Data for the task below:

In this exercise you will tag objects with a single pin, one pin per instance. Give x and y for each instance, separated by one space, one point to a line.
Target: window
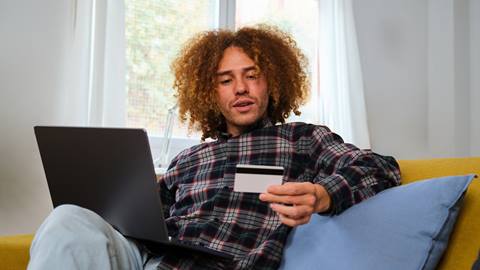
155 30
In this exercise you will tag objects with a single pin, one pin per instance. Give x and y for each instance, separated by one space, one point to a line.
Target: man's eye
226 81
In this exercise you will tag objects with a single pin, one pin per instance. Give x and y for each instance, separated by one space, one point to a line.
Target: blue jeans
73 237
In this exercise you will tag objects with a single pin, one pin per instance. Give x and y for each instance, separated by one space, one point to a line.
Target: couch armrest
14 251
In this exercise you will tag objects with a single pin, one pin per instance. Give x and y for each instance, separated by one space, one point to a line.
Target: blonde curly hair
274 53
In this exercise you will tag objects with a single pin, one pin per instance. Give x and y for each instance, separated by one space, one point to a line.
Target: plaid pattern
201 207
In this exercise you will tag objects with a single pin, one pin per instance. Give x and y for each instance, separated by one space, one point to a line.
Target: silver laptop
110 171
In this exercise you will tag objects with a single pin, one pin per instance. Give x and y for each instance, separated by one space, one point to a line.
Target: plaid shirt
201 207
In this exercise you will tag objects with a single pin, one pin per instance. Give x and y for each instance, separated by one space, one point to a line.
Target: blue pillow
406 227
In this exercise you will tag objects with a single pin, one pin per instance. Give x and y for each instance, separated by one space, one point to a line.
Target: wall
394 42
418 67
32 50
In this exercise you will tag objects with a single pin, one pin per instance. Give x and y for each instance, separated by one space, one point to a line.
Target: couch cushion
14 251
405 227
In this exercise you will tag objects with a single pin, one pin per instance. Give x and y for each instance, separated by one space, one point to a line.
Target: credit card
256 178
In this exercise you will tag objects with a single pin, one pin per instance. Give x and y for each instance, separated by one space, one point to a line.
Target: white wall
418 63
32 45
394 40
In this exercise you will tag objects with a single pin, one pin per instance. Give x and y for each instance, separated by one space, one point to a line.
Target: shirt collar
262 123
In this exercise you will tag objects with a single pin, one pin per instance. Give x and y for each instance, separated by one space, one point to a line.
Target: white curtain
94 65
339 89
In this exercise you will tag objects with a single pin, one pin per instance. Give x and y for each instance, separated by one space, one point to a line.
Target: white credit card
256 178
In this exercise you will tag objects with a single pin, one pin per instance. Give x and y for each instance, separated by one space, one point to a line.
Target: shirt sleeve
349 174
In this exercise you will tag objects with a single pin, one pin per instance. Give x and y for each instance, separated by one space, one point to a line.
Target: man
235 87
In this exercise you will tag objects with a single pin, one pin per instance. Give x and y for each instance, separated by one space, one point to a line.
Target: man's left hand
296 202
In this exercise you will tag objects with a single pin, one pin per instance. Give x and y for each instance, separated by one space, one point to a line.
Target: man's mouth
243 105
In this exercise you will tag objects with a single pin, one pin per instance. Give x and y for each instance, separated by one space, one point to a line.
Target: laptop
110 171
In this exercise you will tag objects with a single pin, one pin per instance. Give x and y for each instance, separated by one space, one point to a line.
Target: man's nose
241 87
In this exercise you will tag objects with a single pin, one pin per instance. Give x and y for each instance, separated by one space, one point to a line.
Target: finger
292 188
308 199
295 212
293 222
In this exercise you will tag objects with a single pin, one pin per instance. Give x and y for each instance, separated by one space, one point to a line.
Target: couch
462 249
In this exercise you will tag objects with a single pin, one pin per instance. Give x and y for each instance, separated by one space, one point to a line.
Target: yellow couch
464 243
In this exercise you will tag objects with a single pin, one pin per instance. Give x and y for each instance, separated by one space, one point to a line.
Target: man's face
242 94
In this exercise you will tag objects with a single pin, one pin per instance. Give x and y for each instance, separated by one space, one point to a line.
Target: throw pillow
405 227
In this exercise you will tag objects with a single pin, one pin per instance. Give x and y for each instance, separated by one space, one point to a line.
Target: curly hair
274 53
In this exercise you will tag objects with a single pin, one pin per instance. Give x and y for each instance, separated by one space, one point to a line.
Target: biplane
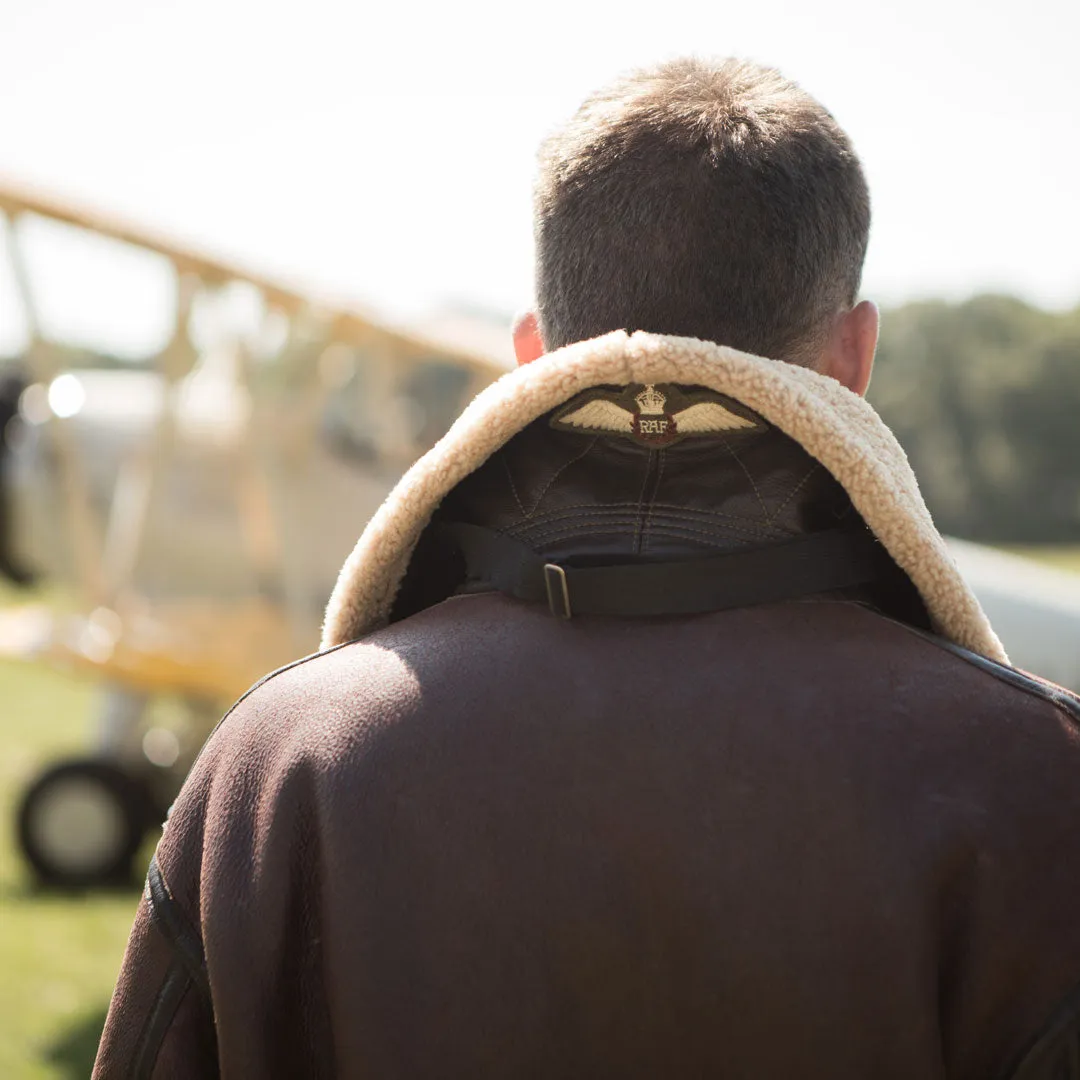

End of Data for the task.

Task to complete — Your answer must be an exact reproduction of all entries, containing no pictures.

Answer space —
In this exercise you will tag objects with a single pin, one pin per instance. Give x and y for each instance, separated by one space, one point to a line.
Target: window
155 30
In this exercise you will tag objects with a single pin, one pin per instance. Give x and y for each instance, separated by one space, one point to a line.
Target: man's eye
226 81
In this exercise you will tag objects with a single pin, one pin per instance. Give x and y for each instance, separated by one space, one point to a line.
Target: blue jeans
73 237
In this exercise you will tag objects with a single pin, one pin per instance. Give x and y for each instance, separated by one space, one point to a line.
Target: couch armrest
14 251
In this exercise you will tag objects with a single pin, one pin per instance. Give x and y for each instance, separated by one space, one point to a line.
Target: blonde curly hair
274 53
In this exercise you will tag objects with a single pin, one pin per instance. Give x and y for each instance, separated by one space, one point to a line.
Target: plaid pattern
201 207
In this exercise you will tag objects with a single pin, one pin per instance. Give x and y for each instance, separated by one space, one point to a line.
Target: silver laptop
110 171
In this exercise you will tag objects with a single pin, one pin per instance. Give x and y for each instance, separated by one space, one point to a line.
Target: plaid shirt
201 207
In this exercise you will tag objects with a single pin, one pin per instance. Give x and y for each instance, separated by one space, one point to a line.
Target: blue pillow
406 227
In this exercise you will tag objects with a single pin, one pin per instance. Give x and y for each instance, separated by one space, one point to a line.
Target: wall
394 42
418 67
32 50
In this exercise you will tag objects with a single pin, one pin per instance. Give x and y for each instance, separated by one space, one point to a line.
Target: couch cushion
14 251
405 227
In this exercise you will tag objects with a single pin, one pin per instance. Give x and y for each instance, separated by one space, one point to a line.
Target: credit card
256 178
In this exercise you will tag objects with a single pin, one pin per instance. Give x and y for each instance, separated by one space, one point to a line.
Target: white wall
418 63
32 45
394 40
In this exercise you will tag objects with a single pin, one pin per instance. Give x and y for each instance, separated by one space, one point to a line.
Target: shirt collar
262 123
In this exercise you will tag objects with a single pin, one pin per instance. Give x and y for each instance, separated by one space, one point to a line.
Target: white curtain
94 65
339 89
In this exercise you will tag objects with a single pin, one pin per instance. Give x and y for each instance, separated by one space, one point to a line.
Target: white credit card
256 178
In this exercise you will tag objects with a single pin, one pin per instance. Give x and y for each instance, separated by one space, one point to a line.
Target: shirt sleeve
349 174
In this exercise you will tag objects with a single pin, one pin per instance. Give x and y for each instance, separated by one space, one point to a line.
Target: man
235 87
In this exercise you will tag objects with a single pin, one pin per instance. Give x and y for each instance, separated by one space, one point to a line.
Target: man's left hand
296 202
In this exercise you will tag objects with a single pin, one pin per instance. Give x and y for each instance, separated by one space, one point to a line.
Target: man's mouth
243 105
In this exercise you will tag objects with a single pin, one pin per instance. Give x and y for each instance, separated by one space, one point to a line.
Target: laptop
110 171
In this exercise you will tag objects with a single pin, one pin per instance. Give x and y for each instance, separated by one space, one point to a line.
Target: man's nose
241 87
In this exercise you will tag objects with a single pin, one pin per instance. Give x and y for each instance, separated by one space, one point to a line.
Target: finger
292 188
308 199
295 212
293 222
In this exercise you will tag objects with a single pin, one pin per instance. Give x and y for each instance, separated by one space, one point to a line.
Target: couch
462 249
In this exercise you will tag objects with a single pin, one pin per instance. Give x and y for each instance, separated by one space, one point to a line.
Target: yellow couch
464 243
In this exercise you will tag objects with a single pin, one pin per instance. Give x and y for each instance, separated by one space, one point to a line.
Target: man's face
242 94
In this exercise you will tag objects with a single pin, one pin per instance. Give x and y for each instance, separated by one space, one point to a line.
Target: throw pillow
405 227
In this exercise you will tag objects with a single pin, one pin per instance. Give x and y for each instance, separated by one space, one point to a line.
Target: curly hair
274 53
In this exercise you will tag objects with a single pin, one pin per instance. Give x and y for each instance, separated by one space, one point to a line.
Target: biplane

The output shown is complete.